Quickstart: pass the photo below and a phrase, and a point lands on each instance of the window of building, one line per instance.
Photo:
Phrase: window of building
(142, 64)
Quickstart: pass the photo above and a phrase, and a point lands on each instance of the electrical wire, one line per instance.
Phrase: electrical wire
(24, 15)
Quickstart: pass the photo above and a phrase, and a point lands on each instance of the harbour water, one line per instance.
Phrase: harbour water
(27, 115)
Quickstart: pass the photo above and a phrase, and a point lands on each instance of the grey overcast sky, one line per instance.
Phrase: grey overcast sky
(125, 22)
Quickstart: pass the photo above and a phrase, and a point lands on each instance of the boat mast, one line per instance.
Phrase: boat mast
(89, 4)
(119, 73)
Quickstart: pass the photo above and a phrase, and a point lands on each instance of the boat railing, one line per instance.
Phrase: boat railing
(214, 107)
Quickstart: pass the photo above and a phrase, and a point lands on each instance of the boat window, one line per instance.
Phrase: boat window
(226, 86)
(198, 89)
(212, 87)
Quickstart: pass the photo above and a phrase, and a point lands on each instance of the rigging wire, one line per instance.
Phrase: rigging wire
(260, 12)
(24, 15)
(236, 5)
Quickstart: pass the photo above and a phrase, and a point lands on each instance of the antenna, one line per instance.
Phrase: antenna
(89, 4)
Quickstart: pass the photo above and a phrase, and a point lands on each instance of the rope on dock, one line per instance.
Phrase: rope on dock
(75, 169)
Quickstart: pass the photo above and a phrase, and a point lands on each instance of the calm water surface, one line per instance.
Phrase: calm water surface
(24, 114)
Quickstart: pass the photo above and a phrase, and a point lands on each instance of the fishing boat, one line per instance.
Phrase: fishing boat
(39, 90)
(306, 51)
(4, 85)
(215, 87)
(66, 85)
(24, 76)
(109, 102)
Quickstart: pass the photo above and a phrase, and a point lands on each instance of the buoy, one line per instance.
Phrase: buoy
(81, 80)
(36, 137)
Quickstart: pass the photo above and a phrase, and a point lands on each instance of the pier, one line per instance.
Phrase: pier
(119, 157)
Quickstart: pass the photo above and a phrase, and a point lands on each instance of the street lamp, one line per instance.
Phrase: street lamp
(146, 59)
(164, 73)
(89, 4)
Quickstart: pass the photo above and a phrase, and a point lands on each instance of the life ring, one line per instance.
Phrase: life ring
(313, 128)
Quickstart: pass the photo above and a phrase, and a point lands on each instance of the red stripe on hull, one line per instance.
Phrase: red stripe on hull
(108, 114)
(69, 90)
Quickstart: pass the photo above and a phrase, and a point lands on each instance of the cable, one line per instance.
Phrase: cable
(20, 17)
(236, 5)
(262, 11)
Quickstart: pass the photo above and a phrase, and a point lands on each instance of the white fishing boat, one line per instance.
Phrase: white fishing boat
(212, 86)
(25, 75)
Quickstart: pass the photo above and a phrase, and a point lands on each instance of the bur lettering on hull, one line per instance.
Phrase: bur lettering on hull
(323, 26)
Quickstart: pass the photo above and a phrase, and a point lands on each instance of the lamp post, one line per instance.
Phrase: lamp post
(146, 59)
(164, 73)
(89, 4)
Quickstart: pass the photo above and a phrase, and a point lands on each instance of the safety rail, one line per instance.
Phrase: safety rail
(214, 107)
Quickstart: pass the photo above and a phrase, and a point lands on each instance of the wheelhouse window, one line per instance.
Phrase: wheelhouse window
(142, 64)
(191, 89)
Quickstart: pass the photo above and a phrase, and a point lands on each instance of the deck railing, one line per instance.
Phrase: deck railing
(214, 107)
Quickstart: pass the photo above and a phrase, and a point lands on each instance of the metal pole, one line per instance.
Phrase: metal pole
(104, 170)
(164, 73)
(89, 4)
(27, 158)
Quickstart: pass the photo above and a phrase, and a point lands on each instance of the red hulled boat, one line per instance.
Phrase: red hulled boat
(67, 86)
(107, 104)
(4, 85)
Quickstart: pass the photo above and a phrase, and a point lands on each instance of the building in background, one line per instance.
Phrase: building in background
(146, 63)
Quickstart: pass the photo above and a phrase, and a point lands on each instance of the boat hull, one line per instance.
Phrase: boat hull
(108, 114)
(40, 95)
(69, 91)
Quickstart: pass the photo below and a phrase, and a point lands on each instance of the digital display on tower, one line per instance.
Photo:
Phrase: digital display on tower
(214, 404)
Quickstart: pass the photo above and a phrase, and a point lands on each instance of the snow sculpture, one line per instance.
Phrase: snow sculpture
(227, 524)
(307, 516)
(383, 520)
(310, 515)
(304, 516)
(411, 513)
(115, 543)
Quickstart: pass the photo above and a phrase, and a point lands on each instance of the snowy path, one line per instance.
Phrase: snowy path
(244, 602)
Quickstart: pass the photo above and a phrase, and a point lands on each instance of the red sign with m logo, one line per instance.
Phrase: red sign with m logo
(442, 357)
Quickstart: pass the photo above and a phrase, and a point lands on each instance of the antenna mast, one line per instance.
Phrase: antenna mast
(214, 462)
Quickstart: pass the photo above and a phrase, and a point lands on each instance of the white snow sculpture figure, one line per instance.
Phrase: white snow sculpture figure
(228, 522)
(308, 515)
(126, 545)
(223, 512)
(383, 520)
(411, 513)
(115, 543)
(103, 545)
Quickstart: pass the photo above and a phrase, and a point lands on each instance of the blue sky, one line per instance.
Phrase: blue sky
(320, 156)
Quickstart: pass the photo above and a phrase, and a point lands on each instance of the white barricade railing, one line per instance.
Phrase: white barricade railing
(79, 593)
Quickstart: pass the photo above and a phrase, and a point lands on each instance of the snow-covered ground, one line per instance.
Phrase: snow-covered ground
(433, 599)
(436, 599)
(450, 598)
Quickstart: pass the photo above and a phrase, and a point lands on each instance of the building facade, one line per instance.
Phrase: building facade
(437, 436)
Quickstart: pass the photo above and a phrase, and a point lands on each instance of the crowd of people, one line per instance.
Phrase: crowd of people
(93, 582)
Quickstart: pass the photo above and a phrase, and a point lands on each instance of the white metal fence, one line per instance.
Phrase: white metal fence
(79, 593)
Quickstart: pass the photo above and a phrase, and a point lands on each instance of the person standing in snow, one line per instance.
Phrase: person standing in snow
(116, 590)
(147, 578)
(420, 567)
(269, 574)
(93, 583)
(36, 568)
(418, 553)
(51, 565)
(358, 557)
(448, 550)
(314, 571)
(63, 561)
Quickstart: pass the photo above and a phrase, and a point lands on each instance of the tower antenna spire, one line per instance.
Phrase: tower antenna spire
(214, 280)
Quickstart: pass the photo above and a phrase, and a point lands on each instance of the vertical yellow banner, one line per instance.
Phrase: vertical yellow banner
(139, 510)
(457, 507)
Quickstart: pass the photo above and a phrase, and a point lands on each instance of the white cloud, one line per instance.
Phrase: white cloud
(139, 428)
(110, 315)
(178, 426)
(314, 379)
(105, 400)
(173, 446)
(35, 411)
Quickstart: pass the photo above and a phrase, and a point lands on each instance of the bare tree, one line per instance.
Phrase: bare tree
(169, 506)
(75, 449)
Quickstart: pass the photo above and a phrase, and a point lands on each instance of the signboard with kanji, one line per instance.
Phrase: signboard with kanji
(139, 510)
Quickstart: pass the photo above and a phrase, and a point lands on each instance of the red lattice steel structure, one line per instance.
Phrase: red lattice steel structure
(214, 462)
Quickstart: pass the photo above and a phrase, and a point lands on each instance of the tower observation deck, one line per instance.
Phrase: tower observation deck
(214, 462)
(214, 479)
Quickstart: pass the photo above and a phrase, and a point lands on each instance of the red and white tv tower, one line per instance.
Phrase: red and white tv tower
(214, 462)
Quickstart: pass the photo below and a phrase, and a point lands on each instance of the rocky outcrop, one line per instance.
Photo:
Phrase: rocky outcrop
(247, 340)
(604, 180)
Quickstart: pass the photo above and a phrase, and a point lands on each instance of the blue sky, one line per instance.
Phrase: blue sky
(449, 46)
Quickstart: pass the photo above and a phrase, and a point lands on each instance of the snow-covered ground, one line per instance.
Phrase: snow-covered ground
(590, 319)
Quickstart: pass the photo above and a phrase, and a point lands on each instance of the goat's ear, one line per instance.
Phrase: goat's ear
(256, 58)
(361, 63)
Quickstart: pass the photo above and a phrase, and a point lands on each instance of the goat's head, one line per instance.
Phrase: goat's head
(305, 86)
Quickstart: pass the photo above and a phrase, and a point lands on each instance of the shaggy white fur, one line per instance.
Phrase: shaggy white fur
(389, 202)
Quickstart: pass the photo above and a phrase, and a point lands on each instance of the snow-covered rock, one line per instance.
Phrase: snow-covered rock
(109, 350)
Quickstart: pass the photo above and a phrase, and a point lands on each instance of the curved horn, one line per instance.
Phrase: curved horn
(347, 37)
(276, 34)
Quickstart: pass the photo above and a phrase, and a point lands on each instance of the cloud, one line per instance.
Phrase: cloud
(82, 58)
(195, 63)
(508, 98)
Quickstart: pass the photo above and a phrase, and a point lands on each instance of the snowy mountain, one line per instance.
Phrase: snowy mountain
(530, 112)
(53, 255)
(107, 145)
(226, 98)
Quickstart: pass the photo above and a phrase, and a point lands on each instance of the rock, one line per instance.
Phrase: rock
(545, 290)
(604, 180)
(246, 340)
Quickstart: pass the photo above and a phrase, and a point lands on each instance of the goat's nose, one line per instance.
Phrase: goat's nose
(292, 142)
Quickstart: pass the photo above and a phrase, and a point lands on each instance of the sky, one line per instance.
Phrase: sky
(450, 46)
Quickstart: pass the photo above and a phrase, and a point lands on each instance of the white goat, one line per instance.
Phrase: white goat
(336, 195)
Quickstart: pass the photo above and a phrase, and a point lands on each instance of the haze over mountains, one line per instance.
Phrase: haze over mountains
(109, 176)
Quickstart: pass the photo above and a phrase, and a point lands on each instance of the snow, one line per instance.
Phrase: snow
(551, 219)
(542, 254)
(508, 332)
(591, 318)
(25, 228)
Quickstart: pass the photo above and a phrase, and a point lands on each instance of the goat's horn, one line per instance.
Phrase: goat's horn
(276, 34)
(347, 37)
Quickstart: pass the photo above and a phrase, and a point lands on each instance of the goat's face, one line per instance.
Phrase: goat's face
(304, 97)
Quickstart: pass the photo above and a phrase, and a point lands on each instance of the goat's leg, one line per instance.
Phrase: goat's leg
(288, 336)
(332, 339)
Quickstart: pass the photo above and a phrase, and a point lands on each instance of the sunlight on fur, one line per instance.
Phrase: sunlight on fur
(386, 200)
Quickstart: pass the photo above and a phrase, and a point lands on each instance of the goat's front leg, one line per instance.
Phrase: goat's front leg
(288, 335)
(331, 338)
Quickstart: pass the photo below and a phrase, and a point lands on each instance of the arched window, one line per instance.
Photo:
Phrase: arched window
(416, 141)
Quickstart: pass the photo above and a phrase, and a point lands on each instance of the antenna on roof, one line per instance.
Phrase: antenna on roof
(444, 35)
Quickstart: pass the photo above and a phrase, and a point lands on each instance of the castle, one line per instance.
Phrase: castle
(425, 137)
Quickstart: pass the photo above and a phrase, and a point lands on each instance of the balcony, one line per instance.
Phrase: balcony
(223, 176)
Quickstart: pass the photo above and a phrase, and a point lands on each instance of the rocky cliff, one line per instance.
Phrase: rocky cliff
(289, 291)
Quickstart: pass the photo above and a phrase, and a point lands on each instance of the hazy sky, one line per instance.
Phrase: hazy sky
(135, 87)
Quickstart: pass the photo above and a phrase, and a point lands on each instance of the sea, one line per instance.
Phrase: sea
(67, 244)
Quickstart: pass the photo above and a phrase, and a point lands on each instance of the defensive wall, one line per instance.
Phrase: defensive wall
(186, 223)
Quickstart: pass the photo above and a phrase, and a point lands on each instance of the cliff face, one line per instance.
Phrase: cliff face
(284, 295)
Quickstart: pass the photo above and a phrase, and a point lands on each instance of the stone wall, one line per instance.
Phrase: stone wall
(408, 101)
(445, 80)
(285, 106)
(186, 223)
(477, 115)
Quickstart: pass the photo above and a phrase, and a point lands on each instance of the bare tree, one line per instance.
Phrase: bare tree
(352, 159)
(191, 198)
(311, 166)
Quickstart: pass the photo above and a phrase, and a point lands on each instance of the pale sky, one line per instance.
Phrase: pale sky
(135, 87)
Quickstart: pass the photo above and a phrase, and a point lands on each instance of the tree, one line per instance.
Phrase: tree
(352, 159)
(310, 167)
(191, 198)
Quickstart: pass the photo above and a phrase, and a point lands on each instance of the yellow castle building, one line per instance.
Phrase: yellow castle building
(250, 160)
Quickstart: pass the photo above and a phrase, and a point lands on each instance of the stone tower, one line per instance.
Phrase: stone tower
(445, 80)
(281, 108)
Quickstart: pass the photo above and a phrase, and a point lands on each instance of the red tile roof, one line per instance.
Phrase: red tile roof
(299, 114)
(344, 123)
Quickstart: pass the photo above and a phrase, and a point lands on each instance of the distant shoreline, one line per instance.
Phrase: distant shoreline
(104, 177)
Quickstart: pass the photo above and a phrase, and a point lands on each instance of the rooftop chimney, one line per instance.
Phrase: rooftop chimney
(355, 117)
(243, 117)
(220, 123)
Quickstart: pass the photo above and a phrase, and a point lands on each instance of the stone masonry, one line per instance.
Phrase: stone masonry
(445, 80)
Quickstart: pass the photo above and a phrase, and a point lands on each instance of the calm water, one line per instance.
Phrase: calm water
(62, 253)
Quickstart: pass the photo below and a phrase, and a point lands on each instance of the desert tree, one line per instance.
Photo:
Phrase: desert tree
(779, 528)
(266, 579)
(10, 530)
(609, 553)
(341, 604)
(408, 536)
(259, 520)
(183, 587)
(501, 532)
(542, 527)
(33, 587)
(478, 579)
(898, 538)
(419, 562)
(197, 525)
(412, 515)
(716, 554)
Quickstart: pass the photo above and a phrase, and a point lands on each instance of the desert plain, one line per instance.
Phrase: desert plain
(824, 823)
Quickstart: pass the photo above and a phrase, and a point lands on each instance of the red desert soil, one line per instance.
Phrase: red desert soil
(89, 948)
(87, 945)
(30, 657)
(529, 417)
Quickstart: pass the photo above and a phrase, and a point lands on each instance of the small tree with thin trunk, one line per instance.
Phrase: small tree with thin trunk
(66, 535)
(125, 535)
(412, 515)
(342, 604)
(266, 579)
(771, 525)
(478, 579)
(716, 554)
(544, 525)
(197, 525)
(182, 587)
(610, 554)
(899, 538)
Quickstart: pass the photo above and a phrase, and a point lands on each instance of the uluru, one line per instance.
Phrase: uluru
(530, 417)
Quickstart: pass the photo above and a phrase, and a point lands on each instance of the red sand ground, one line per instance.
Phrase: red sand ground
- - -
> _EXERCISE INSTRUCTIONS_:
Reproduce the lines word for word, starting at the one holding "stone tower, one line per instance." and ending at the final line of the material above.

> _EXERCISE OUTPUT_:
Quickstart: pass the photo above and a phrase, and a point lands on each instance of the stone tower, one line per instance.
Phrase: stone tower
(445, 80)
(281, 108)
Quickstart: pass the photo above and a phrase, and a point lands on each instance of the red tile roof, one line per instance.
Phrase: red tile roof
(299, 114)
(344, 123)
Quickstart: pass the photo above and a phrase, and a point lands on each instance of the distant shoreline, one line per instance.
Phrase: distant shoreline
(104, 177)
Quickstart: pass the photo above and a phrase, and a point lands on each instance of the rooftop chimney, one line per instance.
Phrase: rooftop chimney
(355, 117)
(243, 117)
(220, 123)
Quickstart: pass the photo above and a phrase, and a point lands on each instance of the stone masonry, one line per instance.
Phrase: stone masonry
(445, 80)
Quickstart: pass the photo above and a phrase, and a point lands on each instance of the calm water, one line per instance.
Phrase: calm water
(62, 253)
Quickstart: pass the photo below and a phrase, and a point lands on each instance of the desert tree, one line per instance.
Photo:
Phrase: desert tree
(779, 528)
(266, 579)
(10, 530)
(609, 553)
(341, 604)
(408, 536)
(259, 520)
(183, 587)
(501, 532)
(542, 527)
(33, 587)
(478, 579)
(898, 538)
(419, 562)
(197, 525)
(412, 515)
(716, 554)
Quickstart: pass the photo above and a phrase, and a point lands on each instance of the desert plain, one line per instance.
Phrase: desert plain
(824, 823)
Quickstart: pass the photo above and a phrase, and a point lands on each instance of the red desert soil, one line per instance.
Phrase: red desert soil
(89, 948)
(87, 945)
(30, 657)
(529, 417)
Quickstart: pass the photo above and a phrase, and a point lands on each instance of the small tree with thin trunk, one line per instance.
Phrase: small tree with thin trunk
(66, 535)
(125, 535)
(412, 515)
(342, 604)
(266, 579)
(771, 525)
(478, 579)
(716, 554)
(544, 525)
(197, 525)
(182, 587)
(610, 554)
(899, 538)
Quickstart: pass the photo above and a phrase, and a point lands on each instance of the uluru, one line per instance.
Phrase: uluru
(530, 417)
Quickstart: pass the photo above and a phrase, and a point lands on each instance of the red sand ground, one line per instance.
Phrase: red sand ground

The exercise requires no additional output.